• **Source data**
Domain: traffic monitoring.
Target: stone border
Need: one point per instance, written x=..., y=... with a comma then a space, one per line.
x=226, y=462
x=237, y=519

• **Task**
What you should do is return the records above exactly, leaving nothing out.

• **Exercise answer**
Domain: traffic monitoring.
Target: stone border
Need: one point per instance, written x=..., y=... with a comma then a space, one per line.
x=226, y=462
x=237, y=519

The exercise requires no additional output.